### Source extract
_ _ _ _
May 12, 2017
What Mortgage Borrowers Should Know About Home Capital Group
There’s been a lot of recent news about alternative mortgage provider Home Capital Group after the Ontario Securities Commission (OSC) accused the company and three of its current and former executives of breaching securities laws. As a result of the allegations, depositors have withdrawn a substantial portion of their money from the company.
Here are some frequently asked questions about the alternative mortgage lender and how it might affect your money, and potentially the overall housing market:
Top FAQs About Home Capital Group
What’s Home Capital Group?
Home Capital Group operates through its principal subsidiary, Home Trust—a federally regulated trust company that offers residential and non-residential mortgages, credit cards, and consumer loans. Home Trust also offers guaranteed investment certificates (GICs) and high-interest savings accounts through its consumer brand, Oaken Financial.
What’s the OSC and what does it do?
The OSC is the provincial securities regulator. It works to protect investors by making rules to prevent misconduct and monitoring market participants for compliance with Ontario securities law.
What are some important recent events?
Feb. 10, 2017: Home Capital announced it received an OSC enforcement notice related to the company’s disclosure in 2014 and 2015 regarding the income information submitted on “some loan applications had been falsified, and the subsequent remedial steps taken by the company, including the suspension of mortgage brokers and brokerages.”
_ _ _ _
### Data records
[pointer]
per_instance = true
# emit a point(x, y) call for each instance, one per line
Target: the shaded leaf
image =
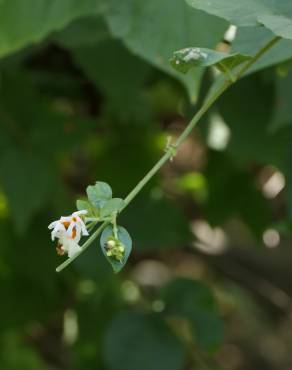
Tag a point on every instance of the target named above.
point(194, 301)
point(279, 24)
point(249, 40)
point(246, 12)
point(126, 241)
point(111, 206)
point(185, 59)
point(136, 341)
point(33, 21)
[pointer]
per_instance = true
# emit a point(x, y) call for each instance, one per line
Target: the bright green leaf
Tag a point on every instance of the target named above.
point(84, 31)
point(124, 238)
point(83, 205)
point(245, 12)
point(99, 194)
point(185, 59)
point(279, 24)
point(249, 40)
point(154, 29)
point(111, 206)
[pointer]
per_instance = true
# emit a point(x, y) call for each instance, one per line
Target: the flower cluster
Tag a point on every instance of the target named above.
point(69, 230)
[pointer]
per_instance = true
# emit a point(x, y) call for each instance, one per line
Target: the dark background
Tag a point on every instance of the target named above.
point(87, 94)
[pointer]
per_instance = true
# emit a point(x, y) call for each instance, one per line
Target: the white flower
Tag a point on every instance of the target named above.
point(69, 230)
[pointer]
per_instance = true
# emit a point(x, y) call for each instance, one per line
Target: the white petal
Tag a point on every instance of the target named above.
point(70, 228)
point(53, 224)
point(78, 232)
point(77, 213)
point(66, 218)
point(73, 248)
point(83, 228)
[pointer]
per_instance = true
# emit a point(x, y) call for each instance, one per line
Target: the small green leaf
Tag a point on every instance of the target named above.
point(83, 205)
point(111, 206)
point(185, 59)
point(123, 239)
point(99, 194)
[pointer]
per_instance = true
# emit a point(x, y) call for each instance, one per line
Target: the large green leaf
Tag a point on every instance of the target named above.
point(185, 59)
point(246, 12)
point(84, 31)
point(137, 341)
point(26, 22)
point(279, 24)
point(154, 29)
point(249, 40)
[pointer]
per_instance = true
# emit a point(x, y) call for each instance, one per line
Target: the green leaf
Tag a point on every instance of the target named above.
point(185, 59)
point(249, 40)
point(279, 24)
point(137, 341)
point(246, 12)
point(124, 238)
point(84, 31)
point(99, 194)
point(83, 205)
point(33, 21)
point(111, 206)
point(194, 301)
point(154, 29)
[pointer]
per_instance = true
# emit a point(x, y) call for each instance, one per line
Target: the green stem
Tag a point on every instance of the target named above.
point(170, 151)
point(84, 247)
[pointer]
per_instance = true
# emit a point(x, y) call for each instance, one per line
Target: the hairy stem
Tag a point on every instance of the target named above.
point(171, 148)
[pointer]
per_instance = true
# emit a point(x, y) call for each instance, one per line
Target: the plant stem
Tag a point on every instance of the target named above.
point(84, 247)
point(171, 148)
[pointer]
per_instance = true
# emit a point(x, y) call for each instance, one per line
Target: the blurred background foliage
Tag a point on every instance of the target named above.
point(86, 94)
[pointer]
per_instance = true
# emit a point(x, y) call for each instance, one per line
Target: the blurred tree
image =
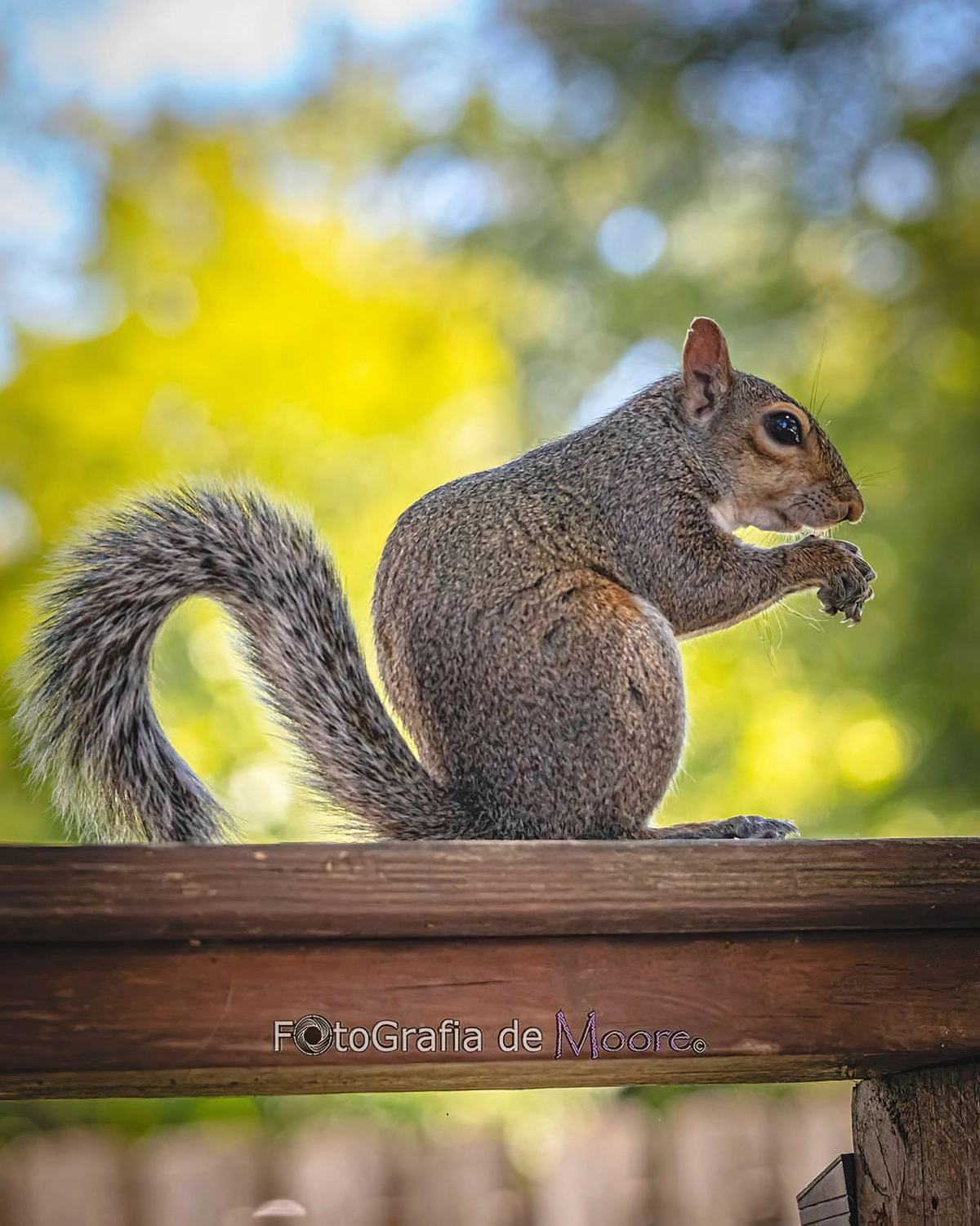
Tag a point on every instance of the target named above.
point(341, 301)
point(347, 376)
_ _ _ _
### Task
Answer these questions from the Home Capital Group article:
(a) Through which consumer brand does Home Trust offer guaranteed investment certificates and high-interest savings accounts?
(b) What kind of regulator does the article say the OSC is?
(c) On what date did Home Capital announce that it had received an OSC enforcement notice?

### The completed task
(a) Oaken Financial
(b) The provincial securities regulator
(c) Feb. 10, 2017